Directions -
(a) According to the talk excerpt, how far from the church did Jesse die?
(b) Rewrite the talk excerpt from "And so while" to "moved on that.", changing "cathedrals" to "megachurches".

>> START Selected excerpt

And I was doing funerals,
but not of the venerated matriarchs and patriarchs who'd lived a long life
and there's a lot to say.
I was doing funerals of 18-year-olds,
17-year-olds,
and 16-year-olds,
and I was standing in a church or at a funeral home
struggling to say something
that would make some meaningful impact.
And so while my colleagues were building these cathedrals great and tall
and buying property outside of the city
and moving their congregations out
so that they could create or recreate their cities of God,
the social structures in the inner cities
were sagging under the weight of all of this violence.
And so I stayed, because somebody needed to do something,
and so I had looked at what I had and moved on that.
I started to preach decrying the violence in the community.
And I started to look at the programming in my church,
and I started to build programs that would catch the at-risk youth,
those who were on the fence to the violence.
I even tried to be innovative in my preaching.
You all have heard of rap music, right?
Rap music?
I even tried to rap sermon one time.
It didn't work, but at least I tried it.
I'll never forget the young person who came to me after that sermon.
He waited until everybody was gone,
and he said, "Rev, rap sermon, huh?" And I was like, "Yeah, what do you think?"
And he said, "Don't do that again, Rev."
(Laughter)
But I preached and I built these programs,
and I thought maybe if my colleagues did the same
that it would make a difference.
But the violence just careened out of control,
and people who were not involved in the violence were getting shot and killed:
somebody going to buy a pack of cigarettes at a convenience store,
or someone who was sitting at a bus stop just waiting for a bus,
or kids who were playing in the park,
oblivious to the violence on the other side of the park,
but it coming and visiting them.
Things were out of control,
and I didn't know what to do,
and then something happened that changed everything for me.
It was a kid by the name of Jesse McKie,
walking home with his friend Rigoberto Carrion
to the housing project down the street from my church.
They met up with a group of youth who were from a gang in Dorchester,
and they were killed.
But as Jesse was running from the scene mortally wounded,
he was running in the direction of my church,
and he died some 100, 150 yards away.
If he would have gotten to the church, it wouldn't have made a difference,
because the lights were out; nobody was home.
And I took that as a sign.
When they caught some of the youth that had done this deed,
to my surprise, they were around my age,
but the gulf that was between us was vast.
It was like we were in two completely different worlds.

>> END Selected excerpt
>> START Data extract

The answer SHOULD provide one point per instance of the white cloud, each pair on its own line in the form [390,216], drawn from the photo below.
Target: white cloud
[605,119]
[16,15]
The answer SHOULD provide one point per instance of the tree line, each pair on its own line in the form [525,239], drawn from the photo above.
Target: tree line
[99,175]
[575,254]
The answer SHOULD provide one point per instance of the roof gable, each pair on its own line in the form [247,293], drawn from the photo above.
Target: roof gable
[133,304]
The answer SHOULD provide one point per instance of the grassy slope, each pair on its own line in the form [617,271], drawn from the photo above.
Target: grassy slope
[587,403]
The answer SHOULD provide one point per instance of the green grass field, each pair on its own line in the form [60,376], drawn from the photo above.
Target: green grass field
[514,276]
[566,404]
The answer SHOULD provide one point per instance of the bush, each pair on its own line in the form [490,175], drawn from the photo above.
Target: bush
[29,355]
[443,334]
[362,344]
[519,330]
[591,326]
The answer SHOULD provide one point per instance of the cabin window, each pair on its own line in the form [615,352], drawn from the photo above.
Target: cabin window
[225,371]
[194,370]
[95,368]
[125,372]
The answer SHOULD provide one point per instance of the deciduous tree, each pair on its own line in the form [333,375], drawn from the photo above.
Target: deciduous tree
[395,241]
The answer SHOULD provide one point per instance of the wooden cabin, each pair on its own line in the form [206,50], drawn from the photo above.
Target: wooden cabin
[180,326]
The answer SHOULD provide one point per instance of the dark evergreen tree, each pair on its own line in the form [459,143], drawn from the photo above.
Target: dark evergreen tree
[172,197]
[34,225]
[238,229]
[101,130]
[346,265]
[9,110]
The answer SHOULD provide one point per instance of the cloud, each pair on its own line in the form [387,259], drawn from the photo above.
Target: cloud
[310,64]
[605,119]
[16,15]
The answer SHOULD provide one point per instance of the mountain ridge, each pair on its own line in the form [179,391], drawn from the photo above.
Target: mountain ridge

>> END Data extract

Task responses -
(a) Some 100, 150 yards away.

(b)
And so while my colleagues were building these megachurches great and tall
and buying property outside of the city
and moving their congregations out
so that they could create or recreate their cities of God,
the social structures in the inner cities
were sagging under the weight of all of this violence.
And so I stayed, because somebody needed to do something,
and so I had looked at what I had and moved on that.